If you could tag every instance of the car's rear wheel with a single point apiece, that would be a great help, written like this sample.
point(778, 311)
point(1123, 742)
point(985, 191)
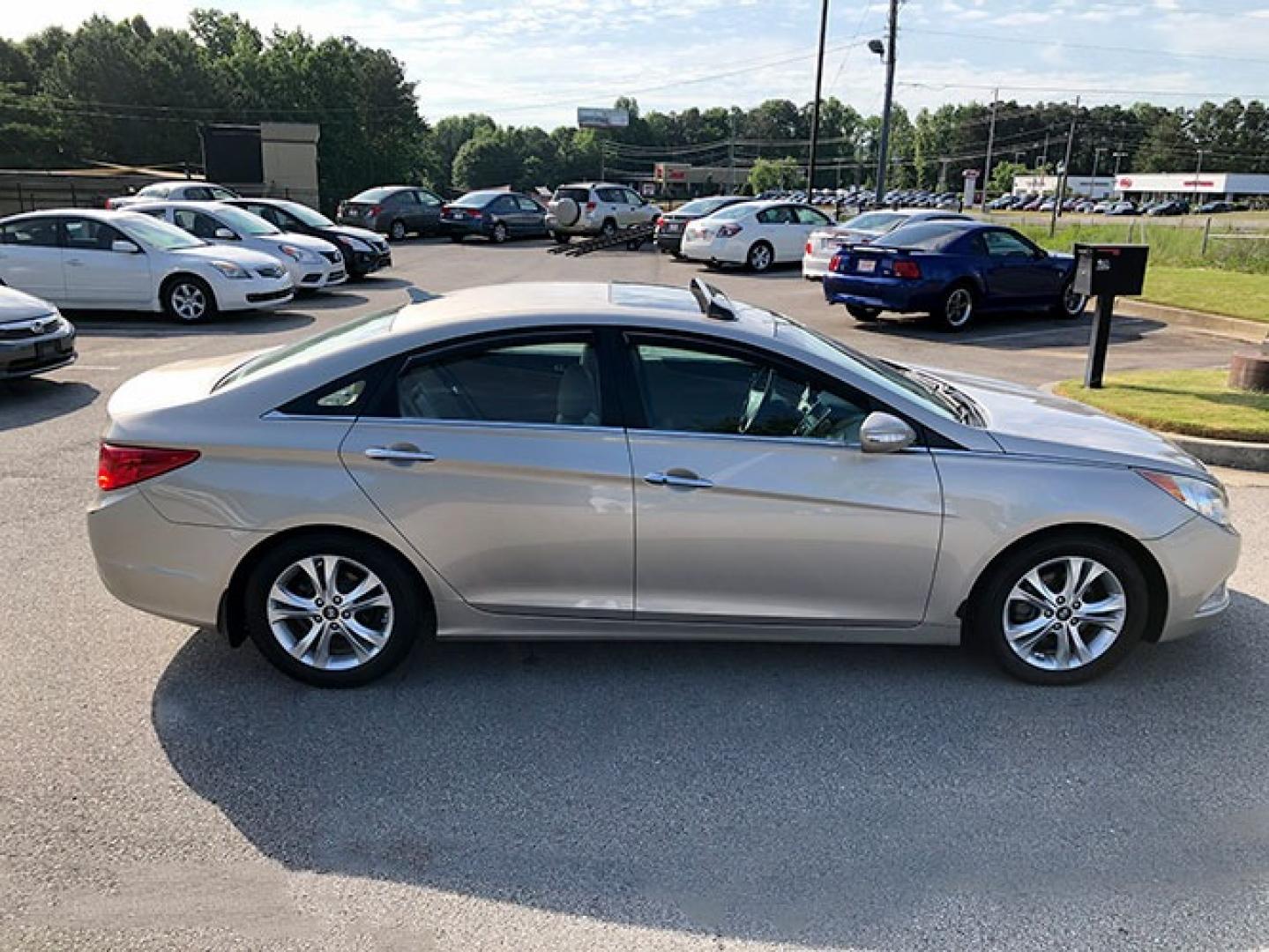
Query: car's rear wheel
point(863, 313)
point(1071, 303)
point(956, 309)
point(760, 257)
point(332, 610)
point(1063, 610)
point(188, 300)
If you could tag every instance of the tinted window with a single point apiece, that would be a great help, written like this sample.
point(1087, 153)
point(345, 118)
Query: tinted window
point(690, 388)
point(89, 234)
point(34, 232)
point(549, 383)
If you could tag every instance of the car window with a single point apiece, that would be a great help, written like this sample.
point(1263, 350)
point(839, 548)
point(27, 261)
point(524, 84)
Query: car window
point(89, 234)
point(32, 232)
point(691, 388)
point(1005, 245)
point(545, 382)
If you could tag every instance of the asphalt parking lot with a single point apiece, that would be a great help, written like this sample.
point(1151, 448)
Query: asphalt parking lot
__________________________________________________
● Work task:
Look above for lines with the word "asphalt" and copy them all.

● Output:
If you could tag every instance of the asphalt parking lot with a single point apiece, that would be a great help, written like this sample.
Query: asphalt parking lot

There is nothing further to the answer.